WHAT IS NEEDED: Render the items as a JSON list of strings with one string per line, omitting blank lines. Start at the first line of the items and end at the line containing "<point>78,473</point>", including both.

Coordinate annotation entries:
## Begin

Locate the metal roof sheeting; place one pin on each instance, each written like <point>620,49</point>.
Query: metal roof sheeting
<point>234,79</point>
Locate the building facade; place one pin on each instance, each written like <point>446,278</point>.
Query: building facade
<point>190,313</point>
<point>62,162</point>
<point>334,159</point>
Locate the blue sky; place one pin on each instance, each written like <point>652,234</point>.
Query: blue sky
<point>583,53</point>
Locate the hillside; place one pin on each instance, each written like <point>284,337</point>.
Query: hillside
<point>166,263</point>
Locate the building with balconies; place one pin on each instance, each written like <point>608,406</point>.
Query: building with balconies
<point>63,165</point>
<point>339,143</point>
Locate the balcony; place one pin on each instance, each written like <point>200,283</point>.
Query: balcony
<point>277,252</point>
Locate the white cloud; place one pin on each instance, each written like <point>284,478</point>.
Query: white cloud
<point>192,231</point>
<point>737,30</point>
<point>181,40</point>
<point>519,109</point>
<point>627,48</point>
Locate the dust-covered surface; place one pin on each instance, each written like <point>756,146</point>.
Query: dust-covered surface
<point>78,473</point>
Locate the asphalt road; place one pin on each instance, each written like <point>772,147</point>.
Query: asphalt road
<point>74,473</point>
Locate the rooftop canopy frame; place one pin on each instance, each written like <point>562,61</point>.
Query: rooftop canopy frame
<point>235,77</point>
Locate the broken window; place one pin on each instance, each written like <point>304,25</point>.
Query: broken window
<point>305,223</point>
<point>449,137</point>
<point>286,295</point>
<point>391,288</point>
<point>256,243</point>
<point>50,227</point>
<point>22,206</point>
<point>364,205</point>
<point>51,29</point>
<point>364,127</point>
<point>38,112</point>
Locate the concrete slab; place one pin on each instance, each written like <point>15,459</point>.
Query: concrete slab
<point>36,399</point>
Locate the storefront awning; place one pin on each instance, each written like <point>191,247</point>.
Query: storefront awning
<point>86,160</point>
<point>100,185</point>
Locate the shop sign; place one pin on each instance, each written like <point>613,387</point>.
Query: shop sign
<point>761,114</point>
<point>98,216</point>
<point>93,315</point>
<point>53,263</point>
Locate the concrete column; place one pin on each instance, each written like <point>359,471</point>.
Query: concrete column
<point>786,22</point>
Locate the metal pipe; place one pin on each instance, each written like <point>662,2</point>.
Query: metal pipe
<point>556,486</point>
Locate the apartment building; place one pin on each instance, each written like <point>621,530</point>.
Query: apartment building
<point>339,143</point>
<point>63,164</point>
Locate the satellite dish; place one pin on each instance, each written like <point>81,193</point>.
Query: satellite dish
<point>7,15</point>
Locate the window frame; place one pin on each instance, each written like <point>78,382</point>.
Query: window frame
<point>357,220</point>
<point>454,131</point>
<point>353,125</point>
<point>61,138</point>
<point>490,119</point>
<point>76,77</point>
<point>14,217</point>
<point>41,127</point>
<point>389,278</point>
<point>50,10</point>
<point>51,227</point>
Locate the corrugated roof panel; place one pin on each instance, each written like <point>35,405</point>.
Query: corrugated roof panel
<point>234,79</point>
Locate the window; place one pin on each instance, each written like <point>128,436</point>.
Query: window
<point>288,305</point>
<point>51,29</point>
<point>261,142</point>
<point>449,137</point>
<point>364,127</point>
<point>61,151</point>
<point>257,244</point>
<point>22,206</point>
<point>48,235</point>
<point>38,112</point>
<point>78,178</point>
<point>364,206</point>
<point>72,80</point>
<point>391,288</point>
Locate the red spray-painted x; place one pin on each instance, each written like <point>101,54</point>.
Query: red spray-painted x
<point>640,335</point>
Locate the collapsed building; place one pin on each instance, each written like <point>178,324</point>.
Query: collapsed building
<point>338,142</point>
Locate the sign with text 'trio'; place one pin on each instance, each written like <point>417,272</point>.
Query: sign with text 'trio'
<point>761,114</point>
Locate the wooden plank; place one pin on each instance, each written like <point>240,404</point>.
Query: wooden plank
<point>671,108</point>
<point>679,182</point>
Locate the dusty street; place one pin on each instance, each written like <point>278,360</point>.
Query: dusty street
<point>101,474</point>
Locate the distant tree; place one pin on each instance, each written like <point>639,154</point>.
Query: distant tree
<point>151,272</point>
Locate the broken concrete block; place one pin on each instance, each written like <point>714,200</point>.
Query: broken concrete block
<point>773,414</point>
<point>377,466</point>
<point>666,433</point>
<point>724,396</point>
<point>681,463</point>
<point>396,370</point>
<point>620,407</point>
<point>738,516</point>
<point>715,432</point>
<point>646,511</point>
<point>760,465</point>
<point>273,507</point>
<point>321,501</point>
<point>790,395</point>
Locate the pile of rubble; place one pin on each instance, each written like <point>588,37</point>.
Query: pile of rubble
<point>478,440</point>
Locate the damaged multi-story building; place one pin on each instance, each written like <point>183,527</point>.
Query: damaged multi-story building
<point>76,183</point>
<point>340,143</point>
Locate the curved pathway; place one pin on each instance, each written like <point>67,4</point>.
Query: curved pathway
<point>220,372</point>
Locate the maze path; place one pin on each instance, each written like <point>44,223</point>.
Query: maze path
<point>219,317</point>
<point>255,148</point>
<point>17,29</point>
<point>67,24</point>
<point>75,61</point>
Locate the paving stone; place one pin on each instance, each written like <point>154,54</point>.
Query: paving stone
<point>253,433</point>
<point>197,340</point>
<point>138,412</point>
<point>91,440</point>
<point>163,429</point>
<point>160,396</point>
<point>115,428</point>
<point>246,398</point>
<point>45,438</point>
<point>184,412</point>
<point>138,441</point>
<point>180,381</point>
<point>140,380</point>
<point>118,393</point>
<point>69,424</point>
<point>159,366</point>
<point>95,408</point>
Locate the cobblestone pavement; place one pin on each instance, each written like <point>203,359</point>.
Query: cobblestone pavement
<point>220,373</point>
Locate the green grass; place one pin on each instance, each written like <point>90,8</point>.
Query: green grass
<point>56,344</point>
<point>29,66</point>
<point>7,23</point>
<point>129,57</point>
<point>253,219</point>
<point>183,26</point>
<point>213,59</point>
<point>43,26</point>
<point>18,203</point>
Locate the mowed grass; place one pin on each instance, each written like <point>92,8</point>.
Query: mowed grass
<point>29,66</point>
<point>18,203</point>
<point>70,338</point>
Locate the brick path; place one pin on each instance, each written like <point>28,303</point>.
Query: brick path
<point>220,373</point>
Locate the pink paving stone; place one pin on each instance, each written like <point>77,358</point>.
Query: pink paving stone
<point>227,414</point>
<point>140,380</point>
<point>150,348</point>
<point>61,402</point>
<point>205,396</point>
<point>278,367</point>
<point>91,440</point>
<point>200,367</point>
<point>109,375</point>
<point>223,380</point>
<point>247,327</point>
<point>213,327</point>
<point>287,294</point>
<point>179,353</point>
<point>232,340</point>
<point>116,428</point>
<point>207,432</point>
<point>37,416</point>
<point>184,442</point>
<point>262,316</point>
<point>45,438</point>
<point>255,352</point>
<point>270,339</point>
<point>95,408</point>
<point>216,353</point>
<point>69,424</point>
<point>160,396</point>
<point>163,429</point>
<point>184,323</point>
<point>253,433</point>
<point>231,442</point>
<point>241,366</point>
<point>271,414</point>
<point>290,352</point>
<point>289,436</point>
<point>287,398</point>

## End

COMPLETE RESPONSE:
[
  "Locate the metal roof sheeting; place one pin on each instance, each written like <point>620,49</point>.",
  "Query: metal roof sheeting",
  "<point>234,79</point>",
  "Locate the building facade; place one pin on each instance, each written like <point>446,278</point>.",
  "Query: building facade",
  "<point>190,313</point>",
  "<point>62,162</point>",
  "<point>334,159</point>",
  "Locate the blue sky; place one pin on each instance, each written like <point>652,234</point>.",
  "Query: blue sky",
  "<point>583,53</point>",
  "Locate the hillside; place one pin on each instance, each written like <point>284,337</point>.",
  "Query: hillside",
  "<point>166,263</point>",
  "Locate the building with balconies; place one pin on each instance, each written like <point>608,406</point>.",
  "Query: building with balconies",
  "<point>63,165</point>",
  "<point>339,143</point>",
  "Locate the balcony; place one pin on each instance, each written like <point>200,283</point>.",
  "Query: balcony",
  "<point>277,252</point>",
  "Locate the white cloud; place one pin on each instance, each written like <point>284,478</point>.",
  "Query: white cloud",
  "<point>192,231</point>",
  "<point>737,30</point>",
  "<point>181,40</point>",
  "<point>519,109</point>",
  "<point>627,48</point>",
  "Locate the dust-covered surface; place one pin on each instance, each written like <point>756,146</point>.",
  "Query: dust-covered surface",
  "<point>78,473</point>"
]